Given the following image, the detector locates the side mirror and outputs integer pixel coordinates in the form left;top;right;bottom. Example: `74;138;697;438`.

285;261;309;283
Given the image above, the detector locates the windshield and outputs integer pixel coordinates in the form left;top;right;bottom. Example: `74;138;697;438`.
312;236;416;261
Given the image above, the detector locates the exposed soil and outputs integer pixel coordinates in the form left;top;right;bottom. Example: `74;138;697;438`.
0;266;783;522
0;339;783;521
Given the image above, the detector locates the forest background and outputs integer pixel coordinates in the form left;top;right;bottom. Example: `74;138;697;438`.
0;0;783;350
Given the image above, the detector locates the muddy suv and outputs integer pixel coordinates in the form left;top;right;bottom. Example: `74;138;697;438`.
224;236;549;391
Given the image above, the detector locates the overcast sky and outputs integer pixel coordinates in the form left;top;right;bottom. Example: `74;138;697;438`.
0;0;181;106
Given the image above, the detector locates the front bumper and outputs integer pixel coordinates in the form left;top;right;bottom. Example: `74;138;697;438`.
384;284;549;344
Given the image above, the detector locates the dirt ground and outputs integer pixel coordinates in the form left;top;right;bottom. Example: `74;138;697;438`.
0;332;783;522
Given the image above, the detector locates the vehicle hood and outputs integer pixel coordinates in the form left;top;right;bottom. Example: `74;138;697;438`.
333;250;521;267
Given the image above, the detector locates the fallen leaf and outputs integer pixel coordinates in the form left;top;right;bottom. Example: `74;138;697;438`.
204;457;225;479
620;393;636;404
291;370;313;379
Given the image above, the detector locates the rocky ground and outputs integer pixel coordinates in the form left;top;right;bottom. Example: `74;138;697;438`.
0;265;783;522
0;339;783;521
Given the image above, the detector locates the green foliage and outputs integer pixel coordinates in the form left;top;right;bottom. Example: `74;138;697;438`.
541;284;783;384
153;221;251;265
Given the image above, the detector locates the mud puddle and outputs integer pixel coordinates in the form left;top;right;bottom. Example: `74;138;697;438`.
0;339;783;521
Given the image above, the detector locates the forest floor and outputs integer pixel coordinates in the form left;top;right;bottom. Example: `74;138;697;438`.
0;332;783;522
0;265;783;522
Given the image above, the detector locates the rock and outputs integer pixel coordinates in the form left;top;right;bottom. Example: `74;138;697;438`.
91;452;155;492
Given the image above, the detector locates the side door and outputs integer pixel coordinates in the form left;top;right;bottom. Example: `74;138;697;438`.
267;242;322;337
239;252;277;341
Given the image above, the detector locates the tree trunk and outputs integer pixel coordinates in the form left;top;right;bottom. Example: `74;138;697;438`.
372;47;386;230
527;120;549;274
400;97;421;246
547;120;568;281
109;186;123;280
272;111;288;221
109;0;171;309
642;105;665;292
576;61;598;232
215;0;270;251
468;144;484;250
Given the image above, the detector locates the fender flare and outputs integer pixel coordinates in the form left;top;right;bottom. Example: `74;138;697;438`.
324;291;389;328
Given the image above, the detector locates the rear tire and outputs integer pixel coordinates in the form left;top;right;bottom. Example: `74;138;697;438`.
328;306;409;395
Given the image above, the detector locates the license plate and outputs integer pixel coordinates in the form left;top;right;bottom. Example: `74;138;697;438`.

[What you should do] Update the listing above by replacing "integer pixel coordinates" with "whole-number pixel coordinates" wherever it occurs, and leave every other word unchanged.

[Output for this task]
Given the following image, the detector locates the side mirror and outputs whole-number pixel coordinates in the form left;top;right;bottom. Example: `74;138;697;438`.

285;261;309;283
Given the image above, the detector locates the windshield and outputs whole-number pixel coordinates in the form left;top;right;bottom. Example: `74;138;697;438`.
312;236;416;261
Given the image above, the detector locates the exposed soil and outputs whole-number pixel coordinates in the form left;top;right;bottom. Example: `74;138;697;438`.
0;266;783;522
0;339;783;521
Given the image above, the detector locates the forest background and outputs whole-number pixel coordinates in the form left;top;right;bottom. Example: `74;138;697;438`.
0;0;783;350
Given the image above, the detector locates the muddy suv and outputs whole-number pixel coordinates in the form left;top;right;bottom. Example: `74;138;697;438`.
224;236;549;391
Given the image above, the detector locates the overcast sky and outputs whole-number pixel coordinates in the form left;top;right;bottom. Example: `74;138;697;438`.
0;0;181;106
Given the image above, the detector locates the front bumper and outputs whole-number pixel coordinates in the form left;top;right;bottom. Example: `74;138;697;438`.
384;284;549;344
Given the image above, the detector locates the dirt ground and outputs whole-number pixel coordinates in the form left;top;right;bottom. Example: `74;138;697;438`.
0;332;783;522
Given the image above, the detector locates the vehicle hood and outputs whole-number pixel coordinates in the form left;top;right;bottom. Example: `74;138;697;438`.
333;250;521;267
Given the image above, the detector locates the fallen leaf and outputs whole-number pixel coordinates in the form left;top;right;bottom. Example: `74;138;697;438`.
204;457;225;479
620;393;636;404
291;370;313;379
Given the image above, the detector locates the rocky ground and outputs whole-number pixel coordinates in the form left;top;right;bottom. Example: `74;138;697;438`.
0;265;783;522
0;339;783;521
Given the image above, the detector locates the green foliage and outputs whole-number pixel coordinates in the form left;top;right;bottom. Example: `74;138;697;438`.
541;284;783;384
153;221;251;265
Given the image above, the detector locates the mud puddle and outputs whole-number pixel coordinates in the form left;top;right;bottom. Example: `74;138;697;438`.
0;339;783;521
Given the image above, the detector locates the forest floor and outputs whole-number pixel coordinates in the form left;top;right;bottom. Example: `74;138;697;438`.
0;332;783;522
0;265;783;522
Given the image above, the detector locates the rock and outputs whole-number pixel coordinates in the form left;top;right;bottom. Example: `74;138;697;438`.
91;452;155;492
Given the image above, the detector locates the side door and outputs whole-number pixel coordinates in the form left;top;right;bottom. Example: `74;138;697;438`.
267;242;322;337
239;252;277;341
Given the image above, the detector locates the tree trunk and outputs whole-number pixel coordinates in the form left;top;right;bottom. Example: `74;138;697;438`.
372;47;386;230
527;120;549;274
400;97;421;246
547;120;568;281
109;186;123;280
272;111;288;221
109;0;171;309
642;105;665;292
576;61;598;232
215;0;270;251
468;144;484;250
Given the image above, the detector locates the fender flare and outputs whole-number pixel coordinates in the form left;top;right;bottom. Example: `74;138;697;438`.
324;291;389;328
Given the image above, the detector locates the rear tire and outputs whole-number pixel coordinates in the form left;top;right;bottom. Example: `74;138;697;438`.
328;306;409;395
Given the image above, the detector locates the license plate and outputs whole-number pixel coordinates in the form left;top;right;bottom. Example: `74;138;697;438`.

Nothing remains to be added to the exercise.